* STATED TASK 1 *
Can you rewrite the records starting with the line with "Review question: In the picture above, detect the sky." and going on through the line with "[167, 265, 310, 314]", swapping "detect" for "locate" and keeping everything else the same?

The Figure 2 illustrates how the combination of incentives to centralize or decentralize, respectively, decision rights (that is, the governance) and/or the control over strategic investments, often established by means of contracts, decisively affects the choice of the organizational decision-maker to minimize both production and transaction costs. The upper part of the figure shows the optimal combination of these two dimensions, whereas the lower one delimitates the area under which misalignments between decision and property rights tend to make transaction costs unfeasible.
As a result, what emerges is the acceptance area of relational contract, given by sets of decision-property rights centralization coordinates in which the efficiency is usually achieved by adaptation among different organizational solutions (market, hybrids, and hierarchy). The unique boundary lines on the extreme left (or extreme right, respectively) identifies situations where there is an optimal use of market (or hierarchical, respectively) solutions.
The ratio is that the more the strategic resources and investments are pooled among the parties, the more a centralization of the decisions rights becomes efficient leading toward hybrid or quasi-hierarchical solutions. The latter is the area where commonly production contracts—as defined by Cholez et al. [37] and Ciliberti et al. [44]—flourish, develop, and operate.
Figure 2 shows that a production contract has variable features of a hybrid governance structure, and at the same time, it contains clauses that offer stronger incentives to centralize decision rights and control over strategic assets than a marketing contract (which generates a ’spot’ market transaction, where only few decision rights are centralized, e.g., the time of delivering).
The more control (that is, property rights) over strategic resources (land, inputs, trademark, and work) are pooled among the parties, the more centralization of the decision rights established by production contracts becomes efficient. What follows is that the economic agents (one seller and one buyer, such as one farmer and one pasta or semolina producer) are expected to design adequate (contractual) mechanisms of relational adjustment in order to cope with different sources of uncertainty. To design the appropriate mechanism, e.g., contractual clauses for a variable price with a payment rule set up at the contract outset, both the processor and the farmer must provide and/or receive appropriate incentives.
In our specific case, the choice of durum wheat varieties, cultivation processes, and techniques are essential elements for the production of pasta that meets citizen-consumers’ expectations in terms of sustainability and quality. Overseeing selling of the final product to consumers, pasta factories need to establish both formal relational mechanisms able to align their sustainability strategies and objectives with farmers’ production decisions by minimizing transaction costs. Contractual relationships, therefore, may emerge as governance solutions that can provide right incentives to ensure a more coordinated control over the use of strategic investment (land, inputs, trademark, and work) as well as over decisions of implementation of sustainable collective innovation [47]. Finally, contractual solutions may play a role in building relationships and trust among economic actors, including farmers that are often sceptical in adopting sustainable innovations especially when they require new skills or need to create interdependence with external entities [48].

3. Materials and Methods

Since we focus on a multitude of case studies (i.e., pasta and semolina companies) with a prevalence of multiple units of analysis (i.e., contracts), our experimental design corresponds to the “multiple embedded” case study, according to Yin [49] classification (Table 1).

* STATED TASK 2 *
Which strategic resources does the passage on production contracts name?

* Rows from a box labeling dataset *
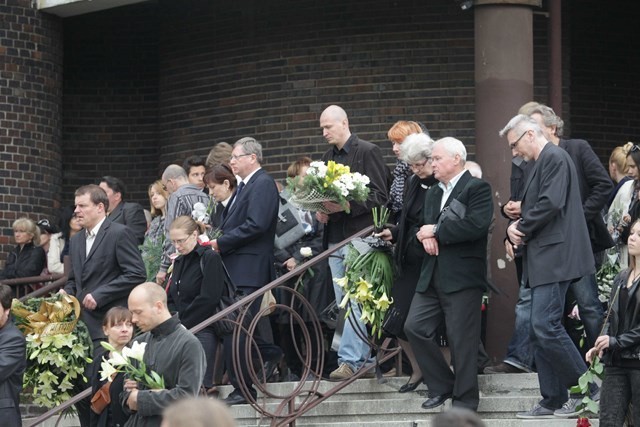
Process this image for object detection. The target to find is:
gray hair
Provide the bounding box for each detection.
[400,133,433,165]
[162,165,189,181]
[498,114,543,137]
[519,102,564,137]
[233,136,262,164]
[433,136,467,165]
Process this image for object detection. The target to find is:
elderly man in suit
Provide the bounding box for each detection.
[62,185,147,349]
[500,114,595,419]
[404,138,493,411]
[99,176,147,245]
[0,285,27,427]
[211,137,282,405]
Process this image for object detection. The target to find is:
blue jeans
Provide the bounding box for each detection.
[329,244,371,371]
[504,284,534,372]
[571,274,604,349]
[531,281,587,410]
[600,366,640,427]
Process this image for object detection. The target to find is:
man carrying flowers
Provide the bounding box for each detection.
[316,105,390,379]
[122,282,206,427]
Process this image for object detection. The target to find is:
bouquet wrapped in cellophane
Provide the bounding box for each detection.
[287,160,369,213]
[11,294,92,408]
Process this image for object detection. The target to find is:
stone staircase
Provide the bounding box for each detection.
[220,374,598,427]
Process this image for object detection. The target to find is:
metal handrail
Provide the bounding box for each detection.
[25,226,400,426]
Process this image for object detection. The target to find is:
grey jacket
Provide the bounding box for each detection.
[121,316,206,427]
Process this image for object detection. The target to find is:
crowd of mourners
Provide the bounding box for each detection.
[0,102,640,427]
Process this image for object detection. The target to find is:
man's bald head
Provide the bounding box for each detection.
[320,105,351,149]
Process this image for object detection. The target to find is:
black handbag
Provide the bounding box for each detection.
[206,259,252,338]
[382,305,407,337]
[274,197,306,249]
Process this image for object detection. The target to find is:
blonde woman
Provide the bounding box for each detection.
[0,218,47,279]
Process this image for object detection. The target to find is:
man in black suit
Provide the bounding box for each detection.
[316,105,390,380]
[99,176,147,245]
[62,185,147,349]
[211,137,282,405]
[500,114,595,419]
[404,138,493,411]
[0,285,27,427]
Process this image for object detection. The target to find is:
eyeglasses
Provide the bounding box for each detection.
[231,154,251,161]
[509,129,530,150]
[171,234,194,246]
[409,157,433,169]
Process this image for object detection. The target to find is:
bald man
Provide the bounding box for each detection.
[122,282,206,427]
[316,105,390,380]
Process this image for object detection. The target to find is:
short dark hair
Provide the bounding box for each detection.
[98,175,125,199]
[75,184,109,212]
[0,285,13,310]
[203,163,236,190]
[182,156,206,175]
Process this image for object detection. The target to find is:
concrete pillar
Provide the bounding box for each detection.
[0,0,62,262]
[474,0,539,360]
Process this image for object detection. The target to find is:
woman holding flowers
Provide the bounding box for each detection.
[91,307,133,427]
[167,216,225,396]
[380,133,437,393]
[142,180,169,281]
[387,120,422,223]
[586,221,640,427]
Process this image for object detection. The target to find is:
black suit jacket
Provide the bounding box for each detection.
[0,318,27,426]
[64,218,147,340]
[416,171,493,293]
[109,202,147,245]
[517,143,595,287]
[218,169,279,288]
[560,139,614,252]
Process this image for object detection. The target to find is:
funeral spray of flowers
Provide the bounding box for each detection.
[10,294,92,409]
[287,160,369,213]
[191,197,222,241]
[100,341,165,390]
[334,212,394,338]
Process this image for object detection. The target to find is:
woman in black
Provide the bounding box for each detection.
[0,218,47,279]
[91,307,133,427]
[586,221,640,427]
[380,133,437,393]
[167,216,225,390]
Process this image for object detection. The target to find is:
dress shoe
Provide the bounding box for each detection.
[398,378,422,393]
[422,393,451,409]
[223,391,247,406]
[484,362,527,374]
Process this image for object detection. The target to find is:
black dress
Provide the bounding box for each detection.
[391,175,437,340]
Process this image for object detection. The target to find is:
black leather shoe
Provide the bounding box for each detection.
[398,378,422,393]
[223,391,247,406]
[422,393,451,409]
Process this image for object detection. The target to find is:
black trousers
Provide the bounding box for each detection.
[404,274,482,411]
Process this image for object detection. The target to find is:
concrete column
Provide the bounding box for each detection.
[474,0,538,360]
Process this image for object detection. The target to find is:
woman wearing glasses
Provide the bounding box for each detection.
[167,216,225,391]
[380,133,437,393]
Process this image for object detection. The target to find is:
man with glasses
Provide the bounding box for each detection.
[500,114,596,419]
[156,165,209,285]
[211,137,282,405]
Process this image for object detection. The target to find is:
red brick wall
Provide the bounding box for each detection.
[0,0,62,263]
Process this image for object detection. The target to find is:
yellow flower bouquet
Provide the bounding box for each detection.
[11,294,92,408]
[334,237,394,338]
[287,160,369,213]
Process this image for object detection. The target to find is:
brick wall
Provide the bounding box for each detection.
[159,0,474,177]
[0,0,62,263]
[62,3,159,207]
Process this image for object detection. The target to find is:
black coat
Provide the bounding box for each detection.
[0,319,27,427]
[0,242,47,279]
[168,245,225,329]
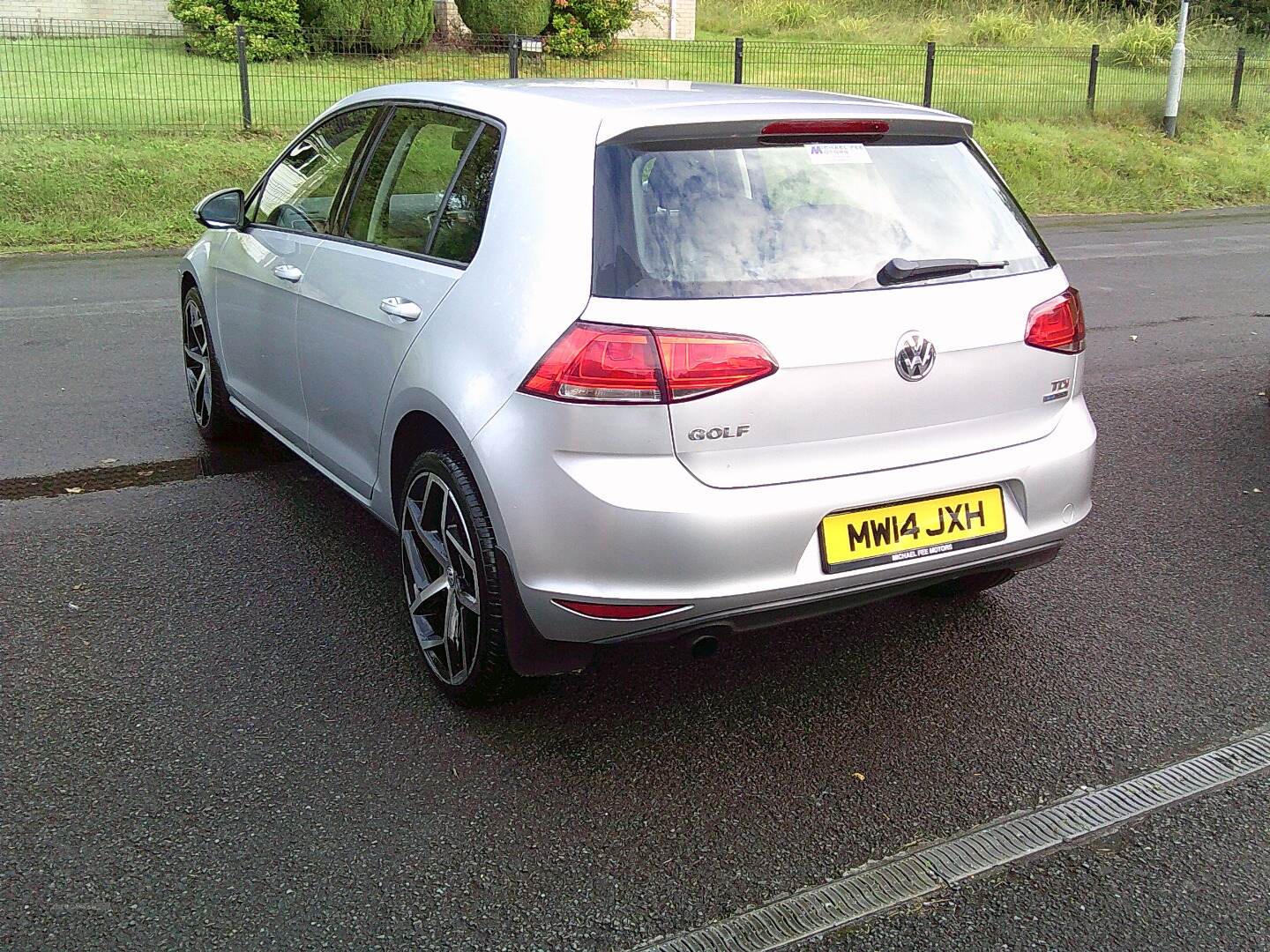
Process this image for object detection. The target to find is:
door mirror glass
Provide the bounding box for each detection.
[194,188,243,228]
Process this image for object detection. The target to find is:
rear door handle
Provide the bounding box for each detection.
[380,297,423,321]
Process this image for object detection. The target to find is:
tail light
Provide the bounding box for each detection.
[1024,288,1085,354]
[520,321,776,404]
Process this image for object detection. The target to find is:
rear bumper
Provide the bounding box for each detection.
[497,542,1062,677]
[476,395,1096,665]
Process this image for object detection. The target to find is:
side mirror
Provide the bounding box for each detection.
[194,188,243,228]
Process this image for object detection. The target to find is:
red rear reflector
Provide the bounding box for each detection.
[758,119,890,136]
[1024,288,1085,354]
[551,598,684,621]
[520,321,776,404]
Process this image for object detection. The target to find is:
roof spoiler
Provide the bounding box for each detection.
[597,113,973,148]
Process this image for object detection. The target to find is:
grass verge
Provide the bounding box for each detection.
[0,116,1270,253]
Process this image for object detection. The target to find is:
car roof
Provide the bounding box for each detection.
[332,78,972,141]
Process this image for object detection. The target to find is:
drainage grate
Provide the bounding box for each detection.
[636,725,1270,952]
[0,441,296,500]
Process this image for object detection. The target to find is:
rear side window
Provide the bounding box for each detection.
[250,107,378,234]
[346,107,497,261]
[430,126,499,264]
[593,138,1050,298]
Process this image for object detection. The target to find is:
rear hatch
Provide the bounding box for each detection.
[583,123,1083,487]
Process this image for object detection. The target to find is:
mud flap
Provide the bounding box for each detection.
[494,548,595,678]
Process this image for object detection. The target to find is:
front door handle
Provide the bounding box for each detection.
[380,297,423,321]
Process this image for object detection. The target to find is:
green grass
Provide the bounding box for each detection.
[0,31,1270,132]
[0,115,1270,253]
[698,0,1267,52]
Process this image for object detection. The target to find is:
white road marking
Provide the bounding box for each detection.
[635,725,1270,952]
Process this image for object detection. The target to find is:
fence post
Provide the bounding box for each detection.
[1085,43,1099,112]
[1230,46,1249,109]
[922,42,935,109]
[234,23,251,132]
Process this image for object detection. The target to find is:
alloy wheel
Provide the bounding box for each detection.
[182,298,212,427]
[401,472,480,686]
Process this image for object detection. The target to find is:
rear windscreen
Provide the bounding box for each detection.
[592,139,1053,298]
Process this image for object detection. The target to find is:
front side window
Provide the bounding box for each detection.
[346,107,482,254]
[594,138,1049,298]
[250,107,378,234]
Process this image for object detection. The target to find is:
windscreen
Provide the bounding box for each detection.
[593,138,1051,298]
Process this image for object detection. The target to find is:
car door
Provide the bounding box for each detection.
[297,106,499,496]
[213,107,380,452]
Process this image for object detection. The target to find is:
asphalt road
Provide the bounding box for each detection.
[0,214,1270,949]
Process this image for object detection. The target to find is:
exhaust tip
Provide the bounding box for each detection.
[688,635,719,658]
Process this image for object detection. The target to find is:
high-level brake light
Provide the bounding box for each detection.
[758,119,890,142]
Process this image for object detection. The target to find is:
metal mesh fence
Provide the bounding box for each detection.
[742,41,926,103]
[0,18,1270,130]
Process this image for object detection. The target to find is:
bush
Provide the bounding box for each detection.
[548,0,635,57]
[1103,17,1177,69]
[300,0,436,53]
[970,11,1035,46]
[1206,0,1270,33]
[457,0,551,37]
[773,0,825,31]
[168,0,306,61]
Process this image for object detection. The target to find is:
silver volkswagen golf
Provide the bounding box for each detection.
[180,81,1094,701]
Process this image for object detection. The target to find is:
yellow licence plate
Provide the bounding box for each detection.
[820,487,1005,572]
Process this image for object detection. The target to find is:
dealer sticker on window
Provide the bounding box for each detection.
[803,142,872,165]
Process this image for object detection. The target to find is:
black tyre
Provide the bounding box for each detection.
[180,288,243,443]
[922,569,1017,598]
[398,450,520,704]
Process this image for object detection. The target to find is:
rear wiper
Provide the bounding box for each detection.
[878,257,1010,285]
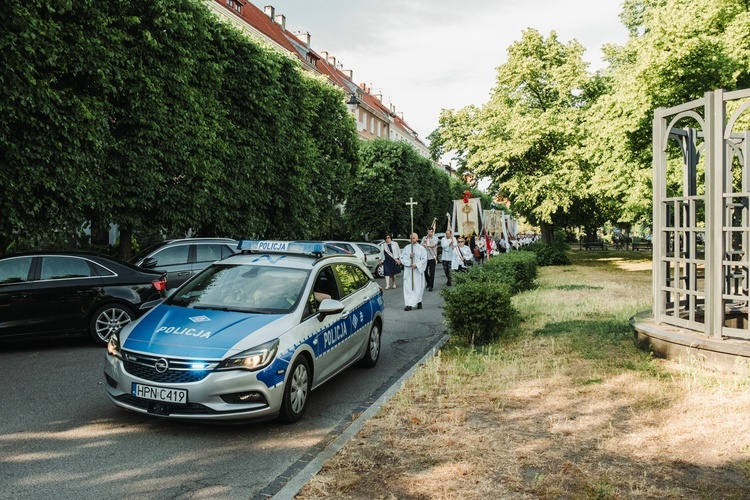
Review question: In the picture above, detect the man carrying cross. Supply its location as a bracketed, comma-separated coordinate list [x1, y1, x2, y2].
[401, 233, 427, 311]
[401, 198, 427, 311]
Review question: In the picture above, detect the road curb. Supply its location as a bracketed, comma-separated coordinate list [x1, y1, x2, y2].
[271, 335, 450, 500]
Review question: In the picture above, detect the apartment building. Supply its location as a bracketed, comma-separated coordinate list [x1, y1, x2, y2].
[206, 0, 429, 158]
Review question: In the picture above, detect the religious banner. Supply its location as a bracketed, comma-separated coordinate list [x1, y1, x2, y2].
[453, 195, 482, 238]
[484, 209, 504, 236]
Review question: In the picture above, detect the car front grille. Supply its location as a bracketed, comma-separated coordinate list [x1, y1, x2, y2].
[123, 352, 218, 384]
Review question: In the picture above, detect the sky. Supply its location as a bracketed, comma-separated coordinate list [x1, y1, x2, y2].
[274, 0, 627, 143]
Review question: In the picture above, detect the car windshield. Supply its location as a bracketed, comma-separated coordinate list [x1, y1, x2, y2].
[167, 265, 310, 314]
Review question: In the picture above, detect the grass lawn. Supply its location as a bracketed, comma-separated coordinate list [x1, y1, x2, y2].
[297, 251, 750, 499]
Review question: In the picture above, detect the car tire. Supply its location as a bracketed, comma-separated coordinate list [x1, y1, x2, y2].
[362, 321, 380, 368]
[89, 304, 135, 345]
[279, 356, 312, 423]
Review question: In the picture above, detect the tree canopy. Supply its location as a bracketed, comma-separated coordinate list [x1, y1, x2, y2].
[430, 0, 750, 236]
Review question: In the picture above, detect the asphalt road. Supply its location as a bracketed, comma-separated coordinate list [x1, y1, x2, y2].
[0, 274, 446, 500]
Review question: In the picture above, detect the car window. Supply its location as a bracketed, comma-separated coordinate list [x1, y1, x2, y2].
[91, 262, 117, 276]
[169, 265, 309, 314]
[359, 243, 380, 255]
[0, 257, 33, 285]
[41, 256, 92, 280]
[336, 264, 370, 297]
[195, 243, 232, 262]
[153, 245, 190, 267]
[304, 266, 339, 317]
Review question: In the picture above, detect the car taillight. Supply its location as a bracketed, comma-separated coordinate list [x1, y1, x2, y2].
[151, 276, 167, 292]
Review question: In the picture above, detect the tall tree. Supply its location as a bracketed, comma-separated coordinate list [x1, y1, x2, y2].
[585, 0, 750, 224]
[433, 29, 598, 240]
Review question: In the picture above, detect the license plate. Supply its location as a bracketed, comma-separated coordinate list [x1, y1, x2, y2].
[130, 383, 187, 403]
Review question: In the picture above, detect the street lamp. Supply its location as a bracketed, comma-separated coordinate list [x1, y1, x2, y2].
[346, 92, 361, 113]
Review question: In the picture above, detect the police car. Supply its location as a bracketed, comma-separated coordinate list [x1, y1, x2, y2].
[104, 240, 384, 422]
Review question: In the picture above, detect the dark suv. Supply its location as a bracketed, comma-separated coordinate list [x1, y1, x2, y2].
[130, 238, 238, 289]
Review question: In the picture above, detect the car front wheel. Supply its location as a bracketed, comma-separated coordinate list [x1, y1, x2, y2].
[89, 304, 135, 345]
[362, 322, 380, 368]
[279, 356, 311, 422]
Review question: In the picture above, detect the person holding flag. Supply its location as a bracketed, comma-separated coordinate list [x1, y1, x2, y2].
[401, 233, 427, 311]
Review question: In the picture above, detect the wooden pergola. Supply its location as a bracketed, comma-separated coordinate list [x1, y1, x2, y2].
[653, 89, 750, 340]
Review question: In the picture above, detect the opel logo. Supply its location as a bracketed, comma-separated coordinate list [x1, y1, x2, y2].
[154, 358, 169, 373]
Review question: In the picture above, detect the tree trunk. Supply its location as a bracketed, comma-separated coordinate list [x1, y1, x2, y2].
[119, 226, 133, 260]
[539, 222, 554, 245]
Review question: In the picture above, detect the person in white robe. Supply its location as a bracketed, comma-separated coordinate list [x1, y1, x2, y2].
[401, 233, 427, 311]
[440, 229, 458, 286]
[451, 236, 473, 272]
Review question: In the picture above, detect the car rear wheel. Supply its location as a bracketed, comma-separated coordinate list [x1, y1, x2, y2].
[279, 356, 311, 422]
[362, 321, 380, 368]
[89, 304, 135, 345]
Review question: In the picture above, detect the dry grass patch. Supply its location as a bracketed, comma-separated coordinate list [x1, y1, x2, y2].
[297, 252, 750, 499]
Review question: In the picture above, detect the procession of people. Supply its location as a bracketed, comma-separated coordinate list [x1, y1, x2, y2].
[383, 196, 537, 311]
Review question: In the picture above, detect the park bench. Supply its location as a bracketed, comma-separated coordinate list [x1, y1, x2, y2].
[583, 241, 606, 250]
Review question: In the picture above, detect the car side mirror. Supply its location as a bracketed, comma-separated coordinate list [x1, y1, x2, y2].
[318, 299, 344, 321]
[141, 257, 156, 269]
[138, 288, 177, 311]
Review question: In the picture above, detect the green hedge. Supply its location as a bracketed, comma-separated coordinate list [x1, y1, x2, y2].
[441, 252, 537, 345]
[454, 252, 537, 294]
[440, 280, 518, 345]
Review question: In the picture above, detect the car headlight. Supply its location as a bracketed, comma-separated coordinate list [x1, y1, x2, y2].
[216, 339, 279, 371]
[107, 333, 122, 358]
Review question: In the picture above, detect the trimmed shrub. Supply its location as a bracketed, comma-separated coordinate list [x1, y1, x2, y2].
[453, 252, 537, 294]
[440, 280, 518, 345]
[523, 241, 570, 266]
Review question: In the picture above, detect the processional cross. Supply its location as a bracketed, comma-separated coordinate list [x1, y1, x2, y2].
[406, 196, 419, 291]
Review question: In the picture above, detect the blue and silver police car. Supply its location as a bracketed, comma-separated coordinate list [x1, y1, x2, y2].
[104, 240, 384, 422]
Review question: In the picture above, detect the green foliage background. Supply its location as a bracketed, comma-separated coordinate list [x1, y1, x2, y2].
[0, 0, 464, 258]
[429, 0, 750, 237]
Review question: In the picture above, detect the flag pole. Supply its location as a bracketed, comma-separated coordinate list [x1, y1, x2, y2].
[406, 196, 417, 291]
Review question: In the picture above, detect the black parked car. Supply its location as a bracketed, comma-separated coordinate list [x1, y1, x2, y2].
[0, 252, 166, 345]
[130, 238, 239, 289]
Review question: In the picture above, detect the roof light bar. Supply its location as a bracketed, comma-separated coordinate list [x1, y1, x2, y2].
[237, 240, 326, 254]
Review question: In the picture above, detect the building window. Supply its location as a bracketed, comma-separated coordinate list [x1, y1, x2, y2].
[227, 0, 243, 14]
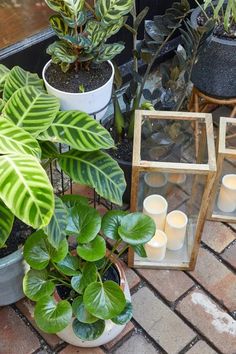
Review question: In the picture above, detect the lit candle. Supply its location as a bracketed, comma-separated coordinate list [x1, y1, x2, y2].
[143, 194, 168, 230]
[144, 172, 167, 196]
[165, 210, 188, 251]
[217, 174, 236, 213]
[145, 230, 167, 261]
[167, 173, 186, 185]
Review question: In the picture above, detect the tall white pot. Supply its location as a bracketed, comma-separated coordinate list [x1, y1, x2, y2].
[54, 260, 131, 348]
[42, 60, 115, 120]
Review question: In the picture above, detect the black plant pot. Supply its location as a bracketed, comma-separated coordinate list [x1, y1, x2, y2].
[191, 8, 236, 98]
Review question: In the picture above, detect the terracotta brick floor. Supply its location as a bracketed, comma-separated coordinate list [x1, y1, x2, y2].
[0, 106, 236, 354]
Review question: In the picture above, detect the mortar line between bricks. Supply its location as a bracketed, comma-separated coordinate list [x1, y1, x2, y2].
[11, 304, 53, 354]
[132, 318, 168, 354]
[201, 240, 236, 274]
[185, 273, 235, 320]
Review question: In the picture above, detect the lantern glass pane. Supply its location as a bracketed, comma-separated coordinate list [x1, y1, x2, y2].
[140, 116, 208, 164]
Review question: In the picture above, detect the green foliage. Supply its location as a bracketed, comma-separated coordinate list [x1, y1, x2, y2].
[23, 201, 155, 340]
[45, 0, 134, 72]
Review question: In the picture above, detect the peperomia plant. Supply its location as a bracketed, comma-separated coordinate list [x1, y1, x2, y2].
[23, 196, 155, 340]
[0, 65, 125, 247]
[45, 0, 134, 72]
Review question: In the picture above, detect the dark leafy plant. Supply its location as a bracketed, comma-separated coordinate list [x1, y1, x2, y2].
[0, 65, 125, 248]
[45, 0, 133, 72]
[23, 196, 155, 340]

* OUTPUT 1 *
Review question: In the picture above, locate the sky. Supply its location as a bracketed, comma-separated coordinate list [x1, y1, x2, y2].
[274, 0, 627, 143]
Review question: In the picture above, locate the car windshield. Supply its location as a bracketed, comma-separated coordinate list [x1, y1, x2, y2].
[167, 265, 310, 314]

* OUTPUT 2 *
land, inputs, trademark, work